++++ Article

News compiled by Frank Kouwenhoven, Liu Hongchi, Zhang Mingming and Bi Yifei

Storysinging / storytelling in China – special volume planned 
 

The deadline for submitting papers for the planned volume of the CHIME journal on Chinese storytelling and storysinging is 1 October 2015. The volume will be based primarily on papers presented during last year's CHIME workshop in Venice. However, scholars who did not make it to that event, but who are interested to contribute, are encouraged to contact us and to submit a paper for the publication. Articles should not exceed 8,000 words in length. Further editorial guidelines will be available soon on the Chime website. You can send contributions to (or get in touch for more information with) the Editor of CHIME, Frank Kouwenhoven, at chime@wxs.nl

CHIME conference volume on 'Soundscapes in China' in the making

The overwhelming response to last year's CHIME conference on 'Sound, Noise and the Everyday – Soundscapes in Contemporary China', in Aarhus, Denmark, has led the organizers to prepare a  publication of a selection of papers presented during this meeting. Andreas Steen and Frank Kouwenhoven will act as the book's editors. Participants have been approached to submit their articles by the 1st of June, 2015. We have already received a number of papers, and are in touch with several publishing houses to examine possibilities for realizing this volume in print. 

Chinese-Western cross-culture and theatre at the Holland Festival, June 2015

A new opera by Chinese composer Guo Wenjing, Si Fan, will be premiered during the upcoming Holland Festival in Amsterdam in the Netherlands, in June 2015. The performance will be a cooperation between Sichuan opera singer Shen Tiemei, members of the Sichuan opera institute in Chengdu, the Dutch Nieuw Ensemble (for contemporary music) and film maker Frank Scheffer. Scheffer has made a documentary about Guo Wenjing which will serve as an introduction to the performance, but also (once the music starts) as a filmic backdrop and poetic commentary to the stage drama. Guo Wenjing took a traditional Chinese opera story as his point of departure and has combined Sichuan opera music with Western instruments and contemporary compositional techniques. The story of Si Fan is about a nun who longs to escape the narrow confines of the monastery in which she lives; she plans an escape, hoping to find love and fulfilment in the outside world.

This joint opera/film-project, given the umbrella title The inner landscape, is mirrored in a second cooperative project which will also be presented (albeit on different dates) at the Holland Festival: As big as the sky, a theatre work by Dutch composer Arnoud Noordgraaf features a stage design and film projections by Chinese conceptual artist Ai Weiwei. The performance will explore contrasts between East and West, and between modern and ancient life in China. It will be performed by the Asko/Schönberg Ensemble, in combination with Chinese and Western voices. As big as the sky, sung in English and in Chinese, is presented with Dutch surtitles, on 11, 12 and 14 June at the Muziekgebouw aan het IJ. The inner landscape , sung in Chinese, with Dutch surtitles, is scheduled for 16 June, in the same venue. For tickets or for more information, see www.hollandfestival.nl/en/

The Sacred in Popular Music,
30 July, Chichester/Lancashire UK

The University of Central Lancashire, the Institute of Contemporary Music Performance and the University of Chichester are pleased to invite submissions of proposals for the symposium The Sacred in Popular Music (or, in more elaborate from: Sacred Songs: Religion, Spirituality and the Divine in Popular Music Culture) that will take place at The Institute of Contemporary Music Performance in the UK on Thursday 30th July 2015. The conference committee invites all academics and university professionals, composers, musicologists and practitioners with a special interest in the relationship between the sacred and popular music to submit proposals related specifically to this issue. The organizers are especially interested in the variety of approaches to the subject, which these may include, but not restricted by: the role of religion in lives of artists within the popular music genre; the incorporation of popular music in sacred ceremonies; religious metaphor in popular music; incorporation of religion within popular music practice; fandom as a form of worship; divinity and rock stardom (rock stars’ homes as sites of pilgrimage, etc); pop memorabilia as holy relics.

++++++++
++++ Recorded data

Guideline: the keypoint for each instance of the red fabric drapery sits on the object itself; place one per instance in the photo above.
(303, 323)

++++++++

▸ Aim: Reproduce the part of the CHIME news text that opens with the words containing "The overwhelming response" and closes with "volume in print.". The data included here was drawn from a different source.

▸ In response:
The overwhelming response to last year's CHIME conference on 'Sound, Noise and the Everyday – Soundscapes in Contemporary China', in Aarhus, Denmark, has led the organizers to prepare a  publication of a selection of papers presented during this meeting. Andreas Steen and Frank Kouwenhoven will act as the book's editors. Participants have been approached to submit their articles by the 1st of June, 2015. We have already received a number of papers, and are in touch with several publishing houses to examine possibilities for realizing this volume in print.